Native Data Types

Key Benefits
Current Drawbacks
How It Works
- How to Create a Typed Table
Base Types
Incremental Loading
Handling NULLs

The Native Data Types feature streamlines the process of propagating data types from the source to the storage. With Keboola Native Data Types, the system automatically maintains data types throughout the pipeline, eliminating the need for manual intervention and reducing errors in data processing.

For example, when a user imports a large dataset with predefined data types, such as NUMERIC, BOOLEAN, and DATE, these types are preserved automatically. Without Native Data Types, the data would have been imported as VARCHAR, requiring the user to manually update the types in transformation.

Tables with native data types are labeled in the UI with a badge: auto-typed.

Key Benefits

These are the key benefits of using the Native Data Types feature:

Automatic Data Type Preservation: Data types from the source are automatically respected, reducing the need for manual adjustments in Storage.
Faster Data Handling: Native data types enable more efficient data manipulation, as well as faster loading and unloading, improving overall performance.
Simplified Transformations: Read-only data access eliminates the need for casting, making data operations smoother and more streamlined.
Flexible Configurations: Users can decide whether data types should be automatically fetched for each configuration when creating a table.
Improved Workspace Loading: Loading data into a workspace is significantly faster than loading into a table without native data types, eliminating the need for additional casting.
Typed Columns in Workspaces: Tables accessed in a workspace via the read-only input mapping already have typed columns, ensuring seamless data handling.

Current Drawbacks

Using the Native Data Types feature also has its drawbacks:

Data types in typed tables cannot be modified after creation. To change the data types, you must recreate the table. This limitation applies to both the UI and the API. See How to Change Column Types.
Keboola does not perform any type conversion during data loading. Your data must exactly match the column type defined in the table within Storage.
Loading data with incompatible types will result in a failure.

How It Works

By default, all new tables are created as typed tables if the component supports this feature. Typed tables are labeled in the Storage UI with the label AUTO-TYPED.

You can configure the data type behavior in the UI component configuration settings. If the component supports this feature, you will see the option Automatic data types in the right menu, which can be toggled ON and OFF.

When enabled: The component creates a typed table that respects the data types from the source (e.g., DATETIME, BOOLEAN).
When disabled: A typed table is created with all columns as VARCHAR, and data types are stored as metadata.

In transformations, this option is not available. Instead, you define the data types in your query (if you need the table to be typed). If no types are defined, the table will default to storing data in VARCHAR format. However, it will still be marked as AUTO-TYPED in both cases.

*SUPPLIED ENTRIES:*
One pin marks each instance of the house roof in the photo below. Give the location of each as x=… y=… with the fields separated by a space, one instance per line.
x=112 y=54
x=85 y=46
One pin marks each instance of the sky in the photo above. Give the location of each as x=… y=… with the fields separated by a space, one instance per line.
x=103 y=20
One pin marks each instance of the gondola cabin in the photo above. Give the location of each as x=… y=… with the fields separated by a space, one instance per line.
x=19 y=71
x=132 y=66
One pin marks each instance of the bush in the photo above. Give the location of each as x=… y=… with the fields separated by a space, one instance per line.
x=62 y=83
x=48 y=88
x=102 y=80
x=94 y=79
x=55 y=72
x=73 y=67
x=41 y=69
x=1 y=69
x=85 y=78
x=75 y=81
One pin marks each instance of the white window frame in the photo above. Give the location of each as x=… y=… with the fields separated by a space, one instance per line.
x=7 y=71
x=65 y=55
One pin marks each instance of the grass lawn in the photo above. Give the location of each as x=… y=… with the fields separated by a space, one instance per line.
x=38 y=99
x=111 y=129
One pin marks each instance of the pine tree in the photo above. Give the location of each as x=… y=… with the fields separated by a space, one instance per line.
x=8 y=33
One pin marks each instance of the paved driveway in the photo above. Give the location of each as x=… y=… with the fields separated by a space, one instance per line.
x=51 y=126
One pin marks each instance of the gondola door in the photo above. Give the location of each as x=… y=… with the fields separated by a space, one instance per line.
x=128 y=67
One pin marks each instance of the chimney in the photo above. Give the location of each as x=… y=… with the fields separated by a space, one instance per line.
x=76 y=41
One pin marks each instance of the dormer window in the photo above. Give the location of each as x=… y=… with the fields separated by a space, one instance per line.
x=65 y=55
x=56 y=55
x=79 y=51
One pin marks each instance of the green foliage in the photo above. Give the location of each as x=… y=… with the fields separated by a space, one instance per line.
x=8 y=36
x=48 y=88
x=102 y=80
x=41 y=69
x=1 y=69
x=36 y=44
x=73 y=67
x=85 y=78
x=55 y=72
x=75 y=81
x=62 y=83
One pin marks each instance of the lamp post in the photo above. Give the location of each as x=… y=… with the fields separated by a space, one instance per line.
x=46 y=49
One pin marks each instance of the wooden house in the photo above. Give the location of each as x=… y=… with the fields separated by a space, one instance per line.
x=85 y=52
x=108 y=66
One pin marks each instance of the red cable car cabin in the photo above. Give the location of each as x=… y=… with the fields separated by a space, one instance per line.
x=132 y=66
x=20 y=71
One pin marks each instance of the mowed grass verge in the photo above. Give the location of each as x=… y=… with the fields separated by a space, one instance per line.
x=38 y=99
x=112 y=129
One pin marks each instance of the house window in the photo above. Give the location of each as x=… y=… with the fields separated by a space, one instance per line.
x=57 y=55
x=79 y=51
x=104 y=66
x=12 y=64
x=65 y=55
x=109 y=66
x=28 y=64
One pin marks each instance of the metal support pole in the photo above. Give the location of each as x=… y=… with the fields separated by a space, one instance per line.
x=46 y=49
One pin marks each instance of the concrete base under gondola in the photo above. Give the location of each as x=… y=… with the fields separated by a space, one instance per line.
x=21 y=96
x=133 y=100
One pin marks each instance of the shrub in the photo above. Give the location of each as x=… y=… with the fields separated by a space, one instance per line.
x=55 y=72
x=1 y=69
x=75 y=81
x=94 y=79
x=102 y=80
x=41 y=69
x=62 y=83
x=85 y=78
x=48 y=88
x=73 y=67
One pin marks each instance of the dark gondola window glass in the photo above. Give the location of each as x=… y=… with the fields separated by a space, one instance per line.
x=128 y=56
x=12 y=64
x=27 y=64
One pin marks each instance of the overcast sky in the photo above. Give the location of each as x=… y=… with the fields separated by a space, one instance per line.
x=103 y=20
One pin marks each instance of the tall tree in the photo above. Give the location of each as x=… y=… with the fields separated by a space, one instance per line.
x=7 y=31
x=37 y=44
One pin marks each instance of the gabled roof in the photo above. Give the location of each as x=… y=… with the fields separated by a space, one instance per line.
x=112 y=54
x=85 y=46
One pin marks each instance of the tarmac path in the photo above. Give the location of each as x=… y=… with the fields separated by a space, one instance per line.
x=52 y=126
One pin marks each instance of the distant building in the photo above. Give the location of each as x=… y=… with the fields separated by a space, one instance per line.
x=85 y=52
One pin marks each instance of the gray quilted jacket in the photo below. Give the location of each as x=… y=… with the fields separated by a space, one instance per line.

*THINGS TO DO:*
[1] According to the Native Data Types page, what happens when data with incompatible types is loaded?
[2] Print everything in the Native Data Types page from "Tables with native" down to "creating a table.".

*ANSWERS FOR THIS EXERCISE:*
[1] Loading data with incompatible types results in a failure.

[2]
Tables with native data types are labeled in the UI with a badge: auto-typed.

Key Benefits

These are the key benefits of using the Native Data Types feature:

Automatic Data Type Preservation: Data types from the source are automatically respected, reducing the need for manual adjustments in Storage.
Faster Data Handling: Native data types enable more efficient data manipulation, as well as faster loading and unloading, improving overall performance.
Simplified Transformations: Read-only data access eliminates the need for casting, making data operations smoother and more streamlined.
Flexible Configurations: Users can decide whether data types should be automatically fetched for each configuration when creating a table.